Could every line of the data be printed exactly as it reads?

====================

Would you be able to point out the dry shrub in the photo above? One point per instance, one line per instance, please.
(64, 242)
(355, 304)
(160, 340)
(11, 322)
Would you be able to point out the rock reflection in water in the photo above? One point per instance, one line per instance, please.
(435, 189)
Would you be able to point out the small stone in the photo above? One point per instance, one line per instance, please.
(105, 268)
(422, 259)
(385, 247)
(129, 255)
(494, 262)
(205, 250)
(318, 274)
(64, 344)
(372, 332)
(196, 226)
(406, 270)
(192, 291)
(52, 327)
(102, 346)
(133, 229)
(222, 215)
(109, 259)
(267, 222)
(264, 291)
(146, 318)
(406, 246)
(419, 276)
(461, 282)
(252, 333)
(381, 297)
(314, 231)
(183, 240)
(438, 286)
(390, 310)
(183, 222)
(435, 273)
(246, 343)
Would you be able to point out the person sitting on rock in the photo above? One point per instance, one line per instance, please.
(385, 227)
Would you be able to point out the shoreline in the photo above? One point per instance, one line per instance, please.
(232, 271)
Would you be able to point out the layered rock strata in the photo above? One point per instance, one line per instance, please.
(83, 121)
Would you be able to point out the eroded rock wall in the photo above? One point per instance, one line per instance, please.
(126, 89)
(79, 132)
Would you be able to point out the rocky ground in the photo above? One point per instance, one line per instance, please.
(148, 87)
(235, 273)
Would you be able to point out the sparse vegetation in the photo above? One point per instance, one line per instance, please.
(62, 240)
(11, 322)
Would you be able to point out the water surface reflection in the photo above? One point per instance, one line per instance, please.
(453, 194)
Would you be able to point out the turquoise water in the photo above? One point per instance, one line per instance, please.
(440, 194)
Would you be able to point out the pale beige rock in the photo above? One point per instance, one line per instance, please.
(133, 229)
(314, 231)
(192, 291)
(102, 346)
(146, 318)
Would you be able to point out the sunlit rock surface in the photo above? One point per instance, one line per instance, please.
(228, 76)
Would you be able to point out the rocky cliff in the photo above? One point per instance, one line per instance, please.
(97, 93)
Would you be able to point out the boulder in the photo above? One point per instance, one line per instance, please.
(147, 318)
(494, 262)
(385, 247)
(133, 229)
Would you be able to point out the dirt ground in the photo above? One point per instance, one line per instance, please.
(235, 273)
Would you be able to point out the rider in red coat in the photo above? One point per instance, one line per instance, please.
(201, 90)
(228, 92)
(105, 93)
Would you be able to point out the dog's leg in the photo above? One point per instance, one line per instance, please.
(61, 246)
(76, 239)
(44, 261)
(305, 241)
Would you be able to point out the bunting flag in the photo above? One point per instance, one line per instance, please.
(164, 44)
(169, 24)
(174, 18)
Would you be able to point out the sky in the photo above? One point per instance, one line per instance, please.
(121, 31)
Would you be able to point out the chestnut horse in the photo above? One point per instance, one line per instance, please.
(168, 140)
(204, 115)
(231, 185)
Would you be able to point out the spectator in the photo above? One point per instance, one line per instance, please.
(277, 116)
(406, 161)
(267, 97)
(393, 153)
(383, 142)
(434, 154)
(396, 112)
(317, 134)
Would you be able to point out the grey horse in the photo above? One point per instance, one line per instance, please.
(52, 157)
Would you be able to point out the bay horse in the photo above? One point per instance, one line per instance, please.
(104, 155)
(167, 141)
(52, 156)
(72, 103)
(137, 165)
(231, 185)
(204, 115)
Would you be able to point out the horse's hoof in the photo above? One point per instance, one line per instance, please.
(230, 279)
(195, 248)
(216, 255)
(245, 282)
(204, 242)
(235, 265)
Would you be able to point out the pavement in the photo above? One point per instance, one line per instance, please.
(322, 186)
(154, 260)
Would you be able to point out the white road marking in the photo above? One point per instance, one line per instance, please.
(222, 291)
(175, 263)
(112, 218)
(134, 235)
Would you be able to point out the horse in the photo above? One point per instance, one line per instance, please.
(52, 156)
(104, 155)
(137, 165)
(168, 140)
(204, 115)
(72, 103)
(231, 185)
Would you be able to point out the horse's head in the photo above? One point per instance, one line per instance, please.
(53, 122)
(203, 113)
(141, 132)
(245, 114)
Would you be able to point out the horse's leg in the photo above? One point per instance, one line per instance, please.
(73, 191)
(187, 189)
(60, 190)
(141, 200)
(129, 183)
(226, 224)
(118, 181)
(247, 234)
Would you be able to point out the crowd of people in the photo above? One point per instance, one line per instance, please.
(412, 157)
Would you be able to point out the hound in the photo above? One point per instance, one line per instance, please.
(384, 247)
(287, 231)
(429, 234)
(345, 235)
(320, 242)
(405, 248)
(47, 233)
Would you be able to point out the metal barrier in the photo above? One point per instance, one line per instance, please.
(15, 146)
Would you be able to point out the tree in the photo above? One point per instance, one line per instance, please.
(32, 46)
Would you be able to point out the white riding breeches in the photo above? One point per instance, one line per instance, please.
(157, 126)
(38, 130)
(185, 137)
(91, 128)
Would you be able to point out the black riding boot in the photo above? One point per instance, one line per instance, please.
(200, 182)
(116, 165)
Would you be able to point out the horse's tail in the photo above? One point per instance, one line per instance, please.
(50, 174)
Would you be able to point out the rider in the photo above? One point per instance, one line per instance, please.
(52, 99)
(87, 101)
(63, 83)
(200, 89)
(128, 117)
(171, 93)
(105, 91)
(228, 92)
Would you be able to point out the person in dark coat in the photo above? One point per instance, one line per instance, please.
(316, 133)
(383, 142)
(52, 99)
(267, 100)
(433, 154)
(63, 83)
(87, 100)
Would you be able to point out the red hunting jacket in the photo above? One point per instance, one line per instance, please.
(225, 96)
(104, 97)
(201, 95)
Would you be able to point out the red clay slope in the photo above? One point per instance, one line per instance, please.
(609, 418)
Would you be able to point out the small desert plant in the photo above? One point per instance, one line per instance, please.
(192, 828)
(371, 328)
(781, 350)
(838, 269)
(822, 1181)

====================

Answer below
Would you be able to point out the dry shrub in the photo above? One point per instance, one line per instance, please.
(64, 242)
(355, 304)
(160, 340)
(11, 322)
Would you be able to point out the rock reflection in water in the photo above? One point per instance, one line per instance, please.
(435, 189)
Would you be able to point out the small stone in the photo above? One point per instance, one line per instance, please.
(105, 268)
(422, 259)
(385, 247)
(129, 255)
(494, 262)
(205, 250)
(318, 274)
(64, 344)
(372, 332)
(196, 226)
(406, 270)
(192, 291)
(52, 327)
(102, 346)
(133, 229)
(222, 215)
(109, 259)
(267, 222)
(264, 291)
(146, 318)
(406, 246)
(419, 276)
(461, 282)
(252, 333)
(381, 297)
(314, 231)
(183, 240)
(438, 286)
(390, 310)
(183, 222)
(435, 273)
(246, 343)
Would you be able to point out the person sitting on rock in the photo above? One point per instance, one line per instance, please.
(385, 227)
Would you be able to point out the shoreline in the photo above? One point per instance, one line per instance, please.
(232, 271)
Would you be able to point out the layered rock strata in the photo above? One point per instance, one line per instance, please.
(83, 121)
Would you be able to point out the eroded rock wall in the photo above? One point per instance, one line per instance, please.
(126, 89)
(79, 132)
Would you be able to point out the rocky ground in the photo above? One point per instance, one line per instance, please.
(148, 87)
(235, 273)
Would you be able to point out the sparse vegetation in the photo above? One point per instance, one line per instance, please.
(62, 240)
(11, 322)
Would you be able to point out the water surface reflection in the photo above? One point per instance, one line per instance, please.
(453, 194)
Would you be able to point out the turquoise water in the photo above? One point per instance, one line per instance, please.
(440, 194)
Would you be able to point out the pale beige rock in the photo above? One point per instance, one line per instance, please.
(133, 229)
(314, 231)
(192, 291)
(102, 346)
(146, 318)
Would you be able to point out the sunlit rock surface in the photo above? One point per instance, one line per instance, please.
(228, 76)
Would you be able to point out the rocky cliff in the photo above? One point per instance, one line per instance, please.
(97, 93)
Would you be able to point out the boulder in the photo above? One point per instance, one line per instance, please.
(147, 318)
(494, 262)
(385, 247)
(133, 229)
Would you be able to point out the dirt ground in the photo above? One point per instance, one line per instance, please.
(235, 273)
Would you be able to point out the rider in red coat in the photo above? One point per instance, one line per instance, please.
(201, 90)
(228, 92)
(105, 93)
Would you be able to point out the dog's leg in the photo above? One point per instance, one line per instance, please.
(61, 246)
(76, 239)
(44, 261)
(305, 241)
Would you be able to point out the bunting flag in the photo above? One point per instance, one line per instance, please.
(164, 44)
(169, 24)
(174, 18)
Would you be able to point out the sky in the photo above? One point per instance, one line per instance, please.
(121, 31)
Would you be able to point out the chestnut horse in the photo above? One point per instance, one line per instance, please.
(168, 140)
(204, 115)
(231, 185)
Would you be able to point out the spectator in the photo above? One point per instance, one line per instance, please.
(277, 116)
(406, 161)
(267, 97)
(393, 153)
(383, 142)
(434, 154)
(396, 112)
(317, 134)
Would you be able to point out the grey horse in the photo above? One point per instance, one line per instance, please.
(52, 157)
Would you be able to point out the bay horse in the photo above? One point per instance, one line per instance, please.
(104, 155)
(167, 141)
(52, 156)
(72, 103)
(137, 165)
(231, 185)
(204, 115)
Would you be able to point out the horse's hoof in the photo above? One point per instance, one line per instance, please.
(230, 279)
(195, 248)
(216, 255)
(245, 282)
(204, 242)
(235, 265)
Would you be able to point out the pavement in the photo above? One point per instance, one line per instance, please.
(322, 186)
(154, 260)
Would you be able to point out the white road marking in the photo above? One point per instance, one line per instance, please.
(222, 291)
(175, 263)
(112, 218)
(134, 235)
Would you be able to point out the horse in the photo above? One point per instance, one line per instance, please.
(52, 156)
(104, 155)
(137, 165)
(168, 140)
(204, 115)
(72, 103)
(231, 185)
Would you be able to point out the horse's head in the photo above? One point per instance, one line per instance, please.
(53, 122)
(203, 113)
(141, 132)
(245, 114)
Would you be able to point out the horse's leg in the photo above? One point per instance, one line per instance, please.
(73, 191)
(187, 189)
(60, 190)
(141, 200)
(129, 183)
(226, 224)
(118, 181)
(247, 234)
Would you be able to point out the crowd of people in the photo above? One point per instance, one line per instance, please.
(412, 157)
Would you be able to point out the hound in the photo above? One point per instance, one line per instance, please.
(384, 247)
(287, 231)
(429, 234)
(345, 235)
(320, 242)
(405, 248)
(47, 233)
Would you be able to point out the metal barrier in the photo above? One point per instance, one line per instance, please.
(15, 146)
Would you be able to point out the tree in the photo above? One point per instance, one line per instance, please.
(32, 46)
Would you be able to point out the white riding breeches in the photo above? One point per instance, one line per instance, please.
(157, 126)
(38, 130)
(185, 137)
(91, 128)
Would you be able to point out the black riding boot in the photo above? One point per instance, one line per instance, please.
(200, 182)
(116, 165)
Would you be able to point out the horse's tail in the photo above? One point per instance, one line per instance, please.
(50, 174)
Would you be able to point out the rider in the photo above? One point per instance, one line per instance, please.
(52, 99)
(87, 101)
(63, 83)
(200, 89)
(128, 117)
(171, 93)
(105, 91)
(228, 92)
Would you be able to point out the person in dark coat in the photo above? One point per instance, one line per instance, please.
(316, 133)
(383, 142)
(52, 99)
(267, 100)
(433, 154)
(63, 83)
(87, 100)
Would you be able to point out the red hunting jacket in the photo above? One point per instance, one line per instance, please.
(225, 96)
(104, 97)
(201, 95)
Would you be able to point out the red clay slope in the photo above? One point per instance, one line per instance, please.
(609, 418)
Would you be able to point out the small desert plant in the photo above? One point per instance, one line per instance, please.
(192, 828)
(371, 328)
(781, 350)
(838, 269)
(822, 1181)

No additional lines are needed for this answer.